(Aim of the task) Reproduce the passage about Kaneki Ken word for word, in full.

(Passage given)
If you were to write a story

with me in the lead role,

it would certainly be… a tragedy.

– Kaneki Ken

Kaneki Ken is a college student, who now lives alone after his mother died. His father left before he could even remember, but he left something that would become very important for his son: books. Whenever his mother left for work – which happened pretty often – he spent his time reading all the books from his father.

But one day something very unexpected happened after a terrible incident – he turns into a half ghoul/half human.

Ghouls are creatures that look like humans at first, but aren’t. They possess special powers, and in order to make use of it and survive, they must eat. Human food tastes awful to them though – so awful, that it’s impossible for them to swallow it, even if they wanted to.
There are only two things they know of that can satisfy their hunger – coffee and human flesh.

(Dataset excerpts)

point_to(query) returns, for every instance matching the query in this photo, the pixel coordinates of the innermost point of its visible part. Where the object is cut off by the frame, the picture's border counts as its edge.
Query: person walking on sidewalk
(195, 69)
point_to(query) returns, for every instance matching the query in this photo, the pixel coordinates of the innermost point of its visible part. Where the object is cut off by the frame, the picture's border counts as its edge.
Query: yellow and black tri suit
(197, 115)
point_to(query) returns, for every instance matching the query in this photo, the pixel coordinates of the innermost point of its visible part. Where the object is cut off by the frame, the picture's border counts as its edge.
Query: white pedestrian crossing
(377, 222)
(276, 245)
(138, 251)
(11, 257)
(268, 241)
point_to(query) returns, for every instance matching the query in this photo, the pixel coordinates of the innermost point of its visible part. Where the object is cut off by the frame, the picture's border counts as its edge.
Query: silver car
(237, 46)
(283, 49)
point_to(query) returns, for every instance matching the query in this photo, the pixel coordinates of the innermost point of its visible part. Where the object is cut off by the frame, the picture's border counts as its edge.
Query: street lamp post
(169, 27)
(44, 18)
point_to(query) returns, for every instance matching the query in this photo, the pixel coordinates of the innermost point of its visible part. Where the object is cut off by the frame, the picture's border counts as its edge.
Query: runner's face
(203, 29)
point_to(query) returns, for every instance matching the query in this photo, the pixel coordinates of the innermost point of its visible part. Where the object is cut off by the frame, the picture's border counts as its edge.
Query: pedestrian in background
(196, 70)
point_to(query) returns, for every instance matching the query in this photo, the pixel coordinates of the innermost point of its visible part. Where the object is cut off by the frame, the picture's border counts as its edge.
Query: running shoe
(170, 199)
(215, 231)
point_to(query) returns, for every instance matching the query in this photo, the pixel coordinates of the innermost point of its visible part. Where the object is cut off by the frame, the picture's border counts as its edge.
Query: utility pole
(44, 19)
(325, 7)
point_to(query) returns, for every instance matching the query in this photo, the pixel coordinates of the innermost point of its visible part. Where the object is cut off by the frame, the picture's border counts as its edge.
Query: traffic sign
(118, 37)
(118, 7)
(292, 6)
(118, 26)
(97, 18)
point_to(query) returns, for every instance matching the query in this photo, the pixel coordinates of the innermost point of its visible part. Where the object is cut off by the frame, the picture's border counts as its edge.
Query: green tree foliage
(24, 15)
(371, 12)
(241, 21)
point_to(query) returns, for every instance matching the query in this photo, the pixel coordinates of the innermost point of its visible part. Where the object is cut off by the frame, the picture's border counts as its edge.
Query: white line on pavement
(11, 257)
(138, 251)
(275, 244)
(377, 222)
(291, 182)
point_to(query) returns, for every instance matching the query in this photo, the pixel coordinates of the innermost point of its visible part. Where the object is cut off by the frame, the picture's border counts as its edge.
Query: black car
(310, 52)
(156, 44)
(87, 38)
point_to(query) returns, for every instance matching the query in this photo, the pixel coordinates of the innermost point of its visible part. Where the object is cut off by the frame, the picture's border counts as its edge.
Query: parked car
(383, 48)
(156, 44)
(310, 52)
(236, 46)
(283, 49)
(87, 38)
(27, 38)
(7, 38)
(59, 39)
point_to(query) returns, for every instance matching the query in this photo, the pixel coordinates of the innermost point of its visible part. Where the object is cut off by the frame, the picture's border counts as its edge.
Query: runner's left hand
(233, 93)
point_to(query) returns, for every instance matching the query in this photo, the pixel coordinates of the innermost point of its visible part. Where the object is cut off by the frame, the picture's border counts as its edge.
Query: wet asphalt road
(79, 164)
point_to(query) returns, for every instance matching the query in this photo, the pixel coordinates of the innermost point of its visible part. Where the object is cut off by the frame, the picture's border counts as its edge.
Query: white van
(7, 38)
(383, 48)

(Answer to this task)
If you were to write a story

with me in the lead role,

it would certainly be… a tragedy.

– Kaneki Ken

Kaneki Ken is a college student, who now lives alone after his mother died. His father left before he could even remember, but he left something that would become very important for his son: books. Whenever his mother left for work – which happened pretty often – he spent his time reading all the books from his father.

But one day something very unexpected happened after a terrible incident – he turns into a half ghoul/half human.

Ghouls are creatures that look like humans at first, but aren’t. They possess special powers, and in order to make use of it and survive, they must eat. Human food tastes awful to them though – so awful, that it’s impossible for them to swallow it, even if they wanted to.
There are only two things they know of that can satisfy their hunger – coffee and human flesh.